GIVEN RECORDS:
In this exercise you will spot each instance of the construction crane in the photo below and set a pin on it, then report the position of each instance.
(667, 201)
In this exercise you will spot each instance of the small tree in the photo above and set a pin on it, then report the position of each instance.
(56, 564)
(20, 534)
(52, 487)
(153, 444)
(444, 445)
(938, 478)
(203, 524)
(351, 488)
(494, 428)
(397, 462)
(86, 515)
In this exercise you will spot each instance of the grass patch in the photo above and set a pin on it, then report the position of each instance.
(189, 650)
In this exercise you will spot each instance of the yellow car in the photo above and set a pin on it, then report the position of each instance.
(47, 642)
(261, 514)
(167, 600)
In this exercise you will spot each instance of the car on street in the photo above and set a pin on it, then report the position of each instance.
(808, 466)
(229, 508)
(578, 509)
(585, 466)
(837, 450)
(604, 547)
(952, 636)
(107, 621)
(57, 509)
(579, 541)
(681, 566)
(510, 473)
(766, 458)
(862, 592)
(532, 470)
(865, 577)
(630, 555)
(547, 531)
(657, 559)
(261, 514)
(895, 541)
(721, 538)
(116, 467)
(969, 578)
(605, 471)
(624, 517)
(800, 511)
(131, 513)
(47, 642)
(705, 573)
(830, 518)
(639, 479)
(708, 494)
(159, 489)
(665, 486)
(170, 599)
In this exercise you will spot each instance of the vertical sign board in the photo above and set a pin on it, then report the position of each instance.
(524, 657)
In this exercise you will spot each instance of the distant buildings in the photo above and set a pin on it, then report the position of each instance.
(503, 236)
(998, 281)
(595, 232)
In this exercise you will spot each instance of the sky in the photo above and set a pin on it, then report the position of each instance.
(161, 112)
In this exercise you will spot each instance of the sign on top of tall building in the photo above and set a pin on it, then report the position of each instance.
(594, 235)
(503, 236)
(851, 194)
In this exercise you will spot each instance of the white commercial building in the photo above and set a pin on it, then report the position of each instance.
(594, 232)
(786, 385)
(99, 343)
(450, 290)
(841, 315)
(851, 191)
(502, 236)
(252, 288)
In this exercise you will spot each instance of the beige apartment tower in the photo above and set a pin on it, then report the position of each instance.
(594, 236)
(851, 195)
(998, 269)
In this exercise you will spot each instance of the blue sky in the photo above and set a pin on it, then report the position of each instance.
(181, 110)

TASK DIRECTIONS: Set down the records once more, character for character.

OUTPUT FOR THIS TASK:
In this exercise you will spot each instance of the construction crane in the photo below and set a pin on it, then report the position of each instance.
(667, 201)
In this exercise you will spot each instance of the small tree in the photo above and set a pin on it, then report the position of each instance.
(56, 564)
(20, 534)
(52, 487)
(153, 444)
(444, 445)
(938, 478)
(203, 524)
(351, 488)
(494, 428)
(397, 462)
(86, 515)
In this exercise you will spot each instance of the grass patch in the photo above and set a pin on it, then report the position of each instance.
(189, 650)
In this exercise you will spot each instance of the yellow car in the photo above and set a pin on it, then report the position of each instance.
(47, 642)
(261, 514)
(167, 600)
In this exercise you will spot each instance of the car on street in the photo above and set a pin on it, then report the position of each instance.
(808, 466)
(229, 508)
(578, 509)
(585, 466)
(837, 450)
(604, 547)
(952, 636)
(107, 621)
(57, 509)
(579, 541)
(681, 566)
(510, 473)
(766, 458)
(862, 592)
(532, 470)
(865, 577)
(630, 555)
(547, 531)
(657, 559)
(261, 514)
(895, 541)
(721, 538)
(116, 467)
(969, 578)
(605, 471)
(624, 517)
(800, 511)
(131, 513)
(47, 642)
(705, 573)
(830, 518)
(639, 479)
(708, 494)
(159, 489)
(665, 486)
(170, 599)
In this exercise you will spot each instance of the vertical sign board in the photo above and set a pin on it, then report the position of each instance.
(524, 657)
In this exercise you will spot each instance of the distant buildings in the photo above and set a pin on it, then report the position of each instance.
(503, 236)
(998, 281)
(595, 232)
In this exercise you will spot each instance of the sky in the photo above and set a pin on it, then report the position of each instance.
(161, 112)
In this exercise you will spot each instance of the sign on top of tall building in the photo above and set a pin on it, then report the position of each instance.
(594, 235)
(503, 236)
(851, 194)
In this exercise you will spot each instance of the white commercial building in the photo above and set a pin on it, then report the position of each instance.
(594, 232)
(786, 385)
(99, 343)
(450, 290)
(841, 315)
(851, 191)
(502, 236)
(252, 288)
In this exercise you will spot each instance of the beige apartment tower in the photo above and set a pin on it, then report the position of each instance.
(594, 236)
(851, 195)
(998, 269)
In this exercise you will spot each instance of the blue sky in the photo above and set a pin on it, then report the position of each instance.
(181, 110)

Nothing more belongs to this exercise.